--- START OF MATERIAL FOR THE TASK ---
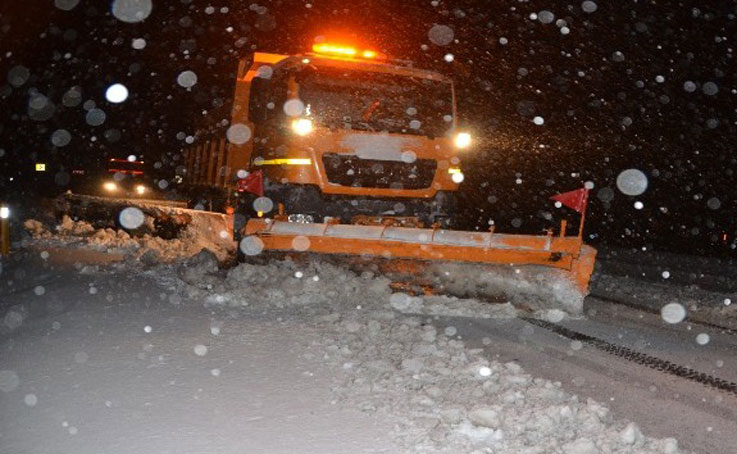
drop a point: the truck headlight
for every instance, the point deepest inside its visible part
(462, 140)
(302, 126)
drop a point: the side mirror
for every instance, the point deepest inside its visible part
(258, 99)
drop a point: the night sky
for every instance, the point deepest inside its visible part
(616, 85)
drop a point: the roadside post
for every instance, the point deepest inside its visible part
(4, 230)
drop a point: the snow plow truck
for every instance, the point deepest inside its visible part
(347, 153)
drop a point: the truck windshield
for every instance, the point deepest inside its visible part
(372, 101)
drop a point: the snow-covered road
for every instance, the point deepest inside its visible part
(103, 364)
(311, 358)
(702, 418)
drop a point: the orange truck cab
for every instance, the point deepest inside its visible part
(345, 133)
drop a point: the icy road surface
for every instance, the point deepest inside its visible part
(703, 419)
(101, 364)
(312, 358)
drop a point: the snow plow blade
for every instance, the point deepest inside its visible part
(523, 269)
(163, 218)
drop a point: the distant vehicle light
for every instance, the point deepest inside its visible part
(302, 126)
(462, 140)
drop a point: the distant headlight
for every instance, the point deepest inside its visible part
(462, 140)
(302, 126)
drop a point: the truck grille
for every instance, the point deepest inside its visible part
(349, 170)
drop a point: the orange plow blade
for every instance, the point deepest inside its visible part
(475, 264)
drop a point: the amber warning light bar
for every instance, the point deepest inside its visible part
(345, 51)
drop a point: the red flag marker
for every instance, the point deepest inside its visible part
(253, 183)
(576, 200)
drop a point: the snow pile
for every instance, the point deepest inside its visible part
(147, 248)
(280, 284)
(531, 288)
(455, 400)
(448, 398)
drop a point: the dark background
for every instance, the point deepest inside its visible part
(603, 112)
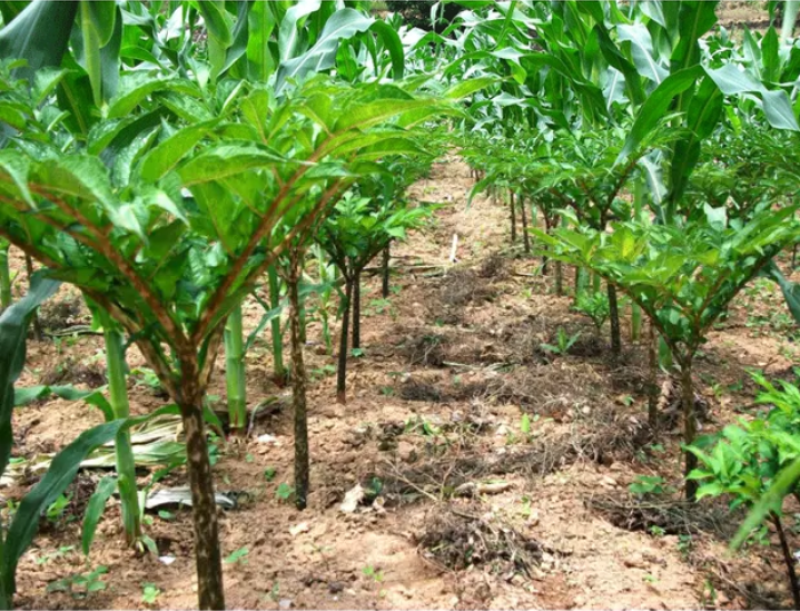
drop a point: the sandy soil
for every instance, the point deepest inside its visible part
(451, 365)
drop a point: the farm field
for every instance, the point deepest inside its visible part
(569, 482)
(305, 306)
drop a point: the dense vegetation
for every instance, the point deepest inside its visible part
(175, 160)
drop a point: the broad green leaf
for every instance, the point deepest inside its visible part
(656, 107)
(344, 23)
(167, 154)
(94, 510)
(223, 161)
(39, 34)
(60, 474)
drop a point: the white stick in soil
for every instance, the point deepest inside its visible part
(454, 248)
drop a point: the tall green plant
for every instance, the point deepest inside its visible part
(5, 276)
(355, 233)
(118, 395)
(235, 373)
(683, 278)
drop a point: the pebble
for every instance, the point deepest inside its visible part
(335, 587)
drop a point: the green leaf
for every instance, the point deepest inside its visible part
(13, 330)
(343, 24)
(656, 107)
(95, 509)
(213, 12)
(60, 474)
(769, 502)
(290, 34)
(467, 87)
(167, 154)
(777, 107)
(642, 51)
(39, 34)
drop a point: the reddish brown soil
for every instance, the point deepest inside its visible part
(471, 338)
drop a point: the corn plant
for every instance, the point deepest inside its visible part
(683, 278)
(235, 373)
(15, 539)
(355, 233)
(129, 237)
(5, 276)
(118, 393)
(743, 461)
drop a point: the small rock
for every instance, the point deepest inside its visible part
(502, 430)
(387, 445)
(335, 587)
(406, 451)
(609, 482)
(351, 500)
(635, 561)
(299, 528)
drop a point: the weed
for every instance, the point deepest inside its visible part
(80, 585)
(150, 593)
(563, 342)
(375, 574)
(284, 492)
(648, 484)
(238, 557)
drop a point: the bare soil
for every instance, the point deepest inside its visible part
(470, 511)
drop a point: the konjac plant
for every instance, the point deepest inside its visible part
(171, 243)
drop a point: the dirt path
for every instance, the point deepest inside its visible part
(452, 362)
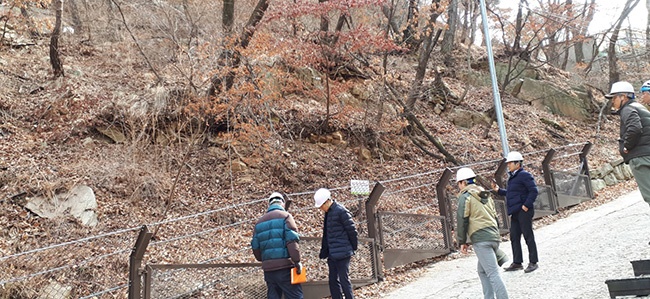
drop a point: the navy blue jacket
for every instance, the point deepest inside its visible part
(275, 240)
(635, 131)
(340, 238)
(521, 191)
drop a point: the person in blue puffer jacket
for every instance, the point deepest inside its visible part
(275, 244)
(339, 243)
(520, 194)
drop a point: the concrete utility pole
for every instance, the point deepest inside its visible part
(495, 83)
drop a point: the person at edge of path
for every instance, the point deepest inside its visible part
(477, 218)
(520, 194)
(339, 243)
(275, 244)
(645, 94)
(634, 138)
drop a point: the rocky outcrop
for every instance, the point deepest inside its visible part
(610, 174)
(546, 95)
(79, 202)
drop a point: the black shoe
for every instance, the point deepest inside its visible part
(531, 267)
(514, 267)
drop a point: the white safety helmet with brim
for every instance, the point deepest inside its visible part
(276, 197)
(464, 173)
(514, 157)
(621, 87)
(321, 196)
(646, 86)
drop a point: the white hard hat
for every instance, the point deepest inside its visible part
(645, 86)
(276, 196)
(620, 87)
(321, 196)
(514, 156)
(464, 174)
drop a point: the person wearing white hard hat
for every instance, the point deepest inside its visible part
(275, 244)
(634, 138)
(340, 241)
(644, 98)
(476, 219)
(520, 194)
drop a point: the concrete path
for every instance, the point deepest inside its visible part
(576, 255)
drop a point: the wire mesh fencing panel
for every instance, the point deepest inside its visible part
(246, 280)
(406, 238)
(90, 267)
(204, 281)
(545, 204)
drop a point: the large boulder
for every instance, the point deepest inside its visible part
(467, 119)
(79, 202)
(546, 95)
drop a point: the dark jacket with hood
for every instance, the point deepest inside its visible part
(521, 191)
(340, 238)
(635, 131)
(275, 239)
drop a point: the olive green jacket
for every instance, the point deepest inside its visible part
(476, 216)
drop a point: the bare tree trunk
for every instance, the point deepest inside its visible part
(77, 24)
(388, 13)
(647, 29)
(228, 16)
(55, 60)
(229, 59)
(430, 41)
(324, 20)
(464, 22)
(612, 58)
(581, 31)
(450, 33)
(411, 25)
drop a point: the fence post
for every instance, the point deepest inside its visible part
(585, 167)
(135, 261)
(546, 168)
(444, 205)
(500, 172)
(371, 209)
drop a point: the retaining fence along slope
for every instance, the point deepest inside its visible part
(576, 255)
(410, 203)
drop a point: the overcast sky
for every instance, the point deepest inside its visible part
(607, 11)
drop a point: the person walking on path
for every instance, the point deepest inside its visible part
(275, 244)
(520, 194)
(645, 94)
(477, 218)
(634, 138)
(339, 243)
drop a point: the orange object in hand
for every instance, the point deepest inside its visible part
(298, 278)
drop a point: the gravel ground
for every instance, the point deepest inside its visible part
(577, 254)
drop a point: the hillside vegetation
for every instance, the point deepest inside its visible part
(160, 123)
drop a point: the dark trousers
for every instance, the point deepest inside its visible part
(278, 282)
(339, 278)
(521, 223)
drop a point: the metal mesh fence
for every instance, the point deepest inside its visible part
(246, 280)
(205, 281)
(571, 184)
(412, 231)
(98, 266)
(90, 267)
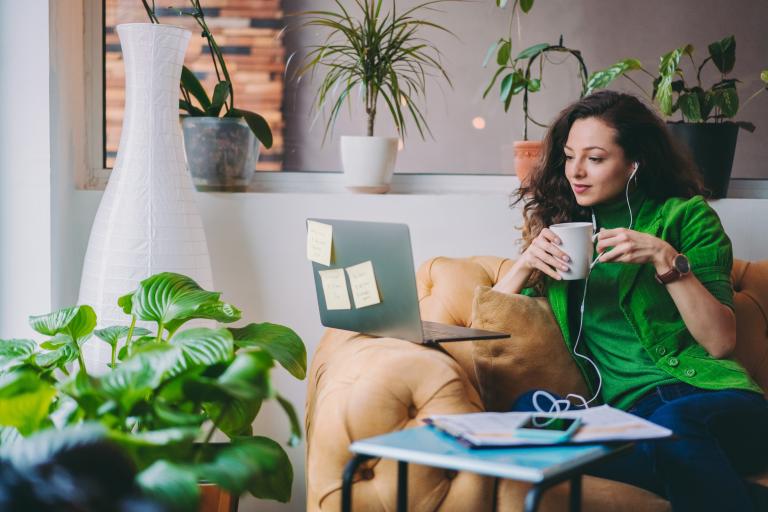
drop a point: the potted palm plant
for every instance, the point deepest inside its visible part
(166, 392)
(382, 58)
(220, 140)
(517, 77)
(706, 125)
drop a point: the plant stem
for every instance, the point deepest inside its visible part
(208, 436)
(130, 335)
(81, 361)
(159, 332)
(216, 55)
(150, 11)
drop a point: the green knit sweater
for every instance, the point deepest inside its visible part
(607, 338)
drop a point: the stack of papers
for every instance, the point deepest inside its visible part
(599, 424)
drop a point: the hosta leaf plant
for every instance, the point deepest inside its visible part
(372, 53)
(167, 390)
(195, 101)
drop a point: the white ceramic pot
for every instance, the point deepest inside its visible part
(368, 162)
(147, 221)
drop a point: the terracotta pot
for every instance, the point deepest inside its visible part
(215, 499)
(527, 155)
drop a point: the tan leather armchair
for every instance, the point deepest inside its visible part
(361, 387)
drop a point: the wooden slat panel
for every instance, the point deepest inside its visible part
(258, 77)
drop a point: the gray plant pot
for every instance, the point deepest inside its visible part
(221, 152)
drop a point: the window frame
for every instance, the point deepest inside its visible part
(311, 182)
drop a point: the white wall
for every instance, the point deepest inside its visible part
(25, 191)
(257, 248)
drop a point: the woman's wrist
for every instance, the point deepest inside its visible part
(662, 259)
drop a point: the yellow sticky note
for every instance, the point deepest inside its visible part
(335, 289)
(319, 242)
(363, 283)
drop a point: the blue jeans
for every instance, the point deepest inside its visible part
(720, 436)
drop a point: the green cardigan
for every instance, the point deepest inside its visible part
(693, 228)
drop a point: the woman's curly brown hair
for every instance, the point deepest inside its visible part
(665, 167)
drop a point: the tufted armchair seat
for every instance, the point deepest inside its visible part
(361, 386)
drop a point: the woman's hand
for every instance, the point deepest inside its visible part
(628, 246)
(544, 254)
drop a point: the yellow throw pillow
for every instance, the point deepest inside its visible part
(533, 357)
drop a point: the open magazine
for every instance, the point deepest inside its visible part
(599, 424)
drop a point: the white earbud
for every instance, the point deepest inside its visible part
(559, 406)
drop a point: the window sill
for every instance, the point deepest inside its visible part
(418, 184)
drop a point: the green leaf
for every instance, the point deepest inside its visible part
(532, 51)
(256, 464)
(167, 297)
(534, 85)
(202, 347)
(247, 377)
(25, 400)
(16, 348)
(112, 335)
(526, 5)
(220, 95)
(293, 418)
(14, 352)
(160, 437)
(190, 82)
(135, 379)
(728, 101)
(173, 485)
(219, 311)
(505, 50)
(506, 86)
(40, 448)
(77, 322)
(173, 416)
(235, 416)
(281, 342)
(8, 437)
(190, 109)
(689, 105)
(58, 358)
(723, 54)
(257, 124)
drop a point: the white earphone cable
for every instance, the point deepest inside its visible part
(562, 405)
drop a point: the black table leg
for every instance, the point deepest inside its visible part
(533, 497)
(402, 486)
(576, 493)
(346, 481)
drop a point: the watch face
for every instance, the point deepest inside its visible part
(681, 264)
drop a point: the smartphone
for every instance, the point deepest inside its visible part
(548, 428)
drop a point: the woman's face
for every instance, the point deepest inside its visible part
(595, 165)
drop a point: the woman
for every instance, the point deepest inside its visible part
(658, 318)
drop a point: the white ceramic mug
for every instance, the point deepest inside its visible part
(577, 244)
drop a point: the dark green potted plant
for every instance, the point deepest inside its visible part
(517, 77)
(220, 140)
(377, 56)
(166, 393)
(706, 125)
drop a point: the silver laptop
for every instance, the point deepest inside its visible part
(388, 247)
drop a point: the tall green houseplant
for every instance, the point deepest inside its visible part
(381, 57)
(706, 123)
(167, 390)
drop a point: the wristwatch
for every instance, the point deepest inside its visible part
(680, 268)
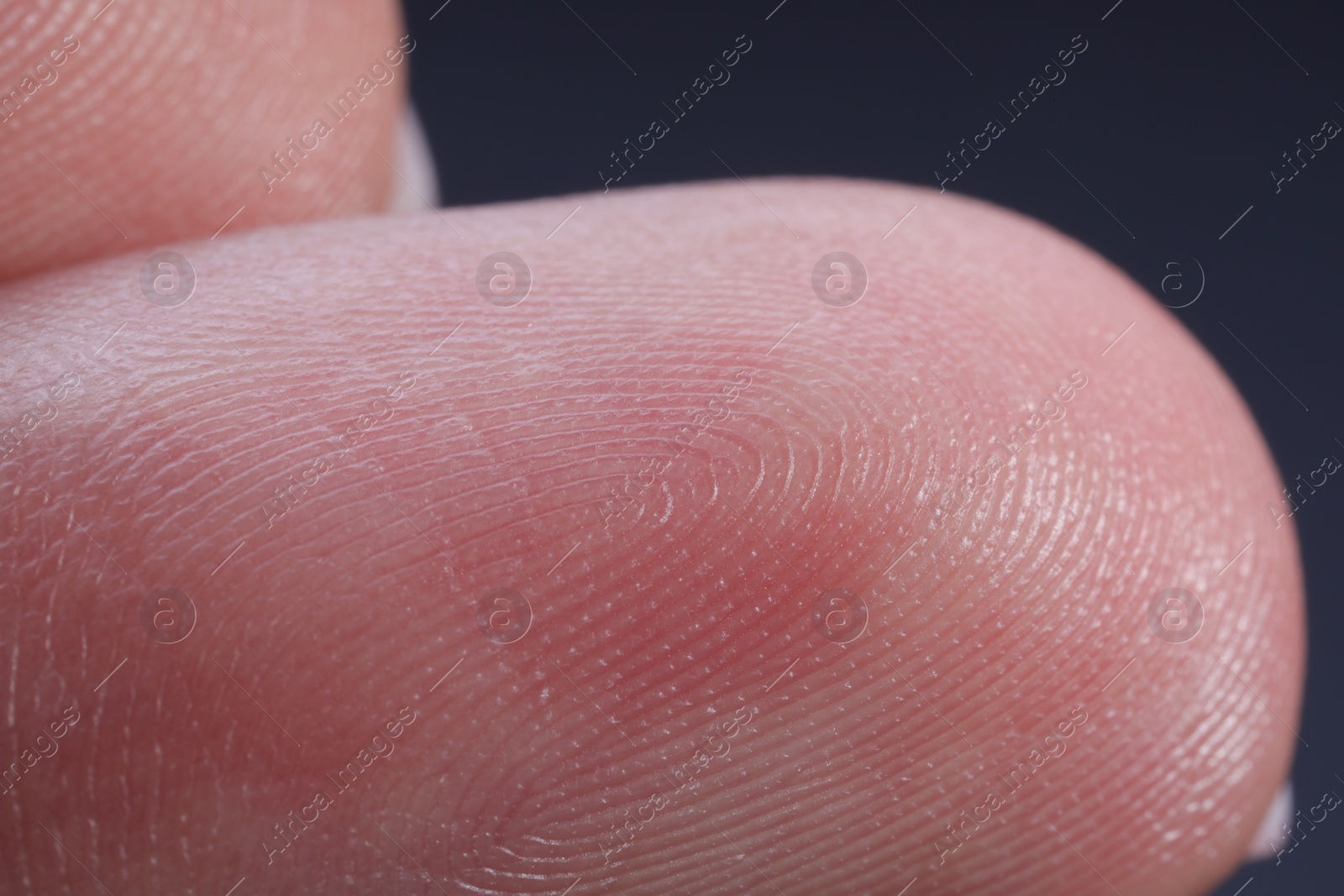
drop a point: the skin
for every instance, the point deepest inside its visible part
(855, 453)
(155, 128)
(988, 624)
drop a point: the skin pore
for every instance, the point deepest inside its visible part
(837, 464)
(517, 598)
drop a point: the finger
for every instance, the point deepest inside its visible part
(145, 123)
(589, 544)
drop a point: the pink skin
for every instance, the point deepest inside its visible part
(692, 605)
(156, 123)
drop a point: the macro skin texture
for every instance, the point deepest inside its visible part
(674, 452)
(148, 123)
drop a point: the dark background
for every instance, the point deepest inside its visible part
(1173, 118)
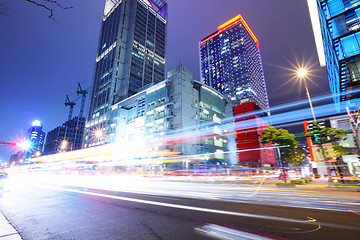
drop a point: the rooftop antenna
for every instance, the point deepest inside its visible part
(71, 104)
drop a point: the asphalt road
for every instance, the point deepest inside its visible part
(84, 207)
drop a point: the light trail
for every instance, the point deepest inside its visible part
(309, 220)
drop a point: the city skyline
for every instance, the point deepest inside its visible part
(61, 47)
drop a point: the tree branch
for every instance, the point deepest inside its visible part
(50, 10)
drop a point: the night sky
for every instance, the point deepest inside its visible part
(43, 60)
--- END OF MATERIAL FOR THE TASK ---
*INSTRUCTION*. The lines to repeat start at the one holding "drop a point: the finger" and run through the last line of the records above; write them out exactly, both ends included, but not the pictures.

*TASK RESPONSE*.
drop a point: the finger
for every instance, the point deepest inside its visible part
(145, 123)
(589, 544)
drop a point: the pink skin
for every instance, the point deepest inside its visible part
(692, 605)
(156, 123)
drop a point: the macro skin texture
for every instance, the point deepest inside its visible part
(674, 452)
(148, 123)
drop a point: the dark background
for every instance, the point deepest inside its visible part
(1173, 118)
drop a point: the rooftop antenna
for every instance, the point deepest inside its visible part
(71, 104)
drop a point: the asphalt road
for every instance, the point deepest inside its visible part
(84, 207)
drop a point: the light trail
for every instance, the point deepest inside its visible part
(309, 220)
drop a point: the city skyline
for every instance, the point deepest inside its visible part
(61, 47)
drop a point: the tree branch
for every instance, the point deepest inside its visible part
(50, 10)
drop a point: the night sky
for every instance, the point deepest inside its visible part
(43, 60)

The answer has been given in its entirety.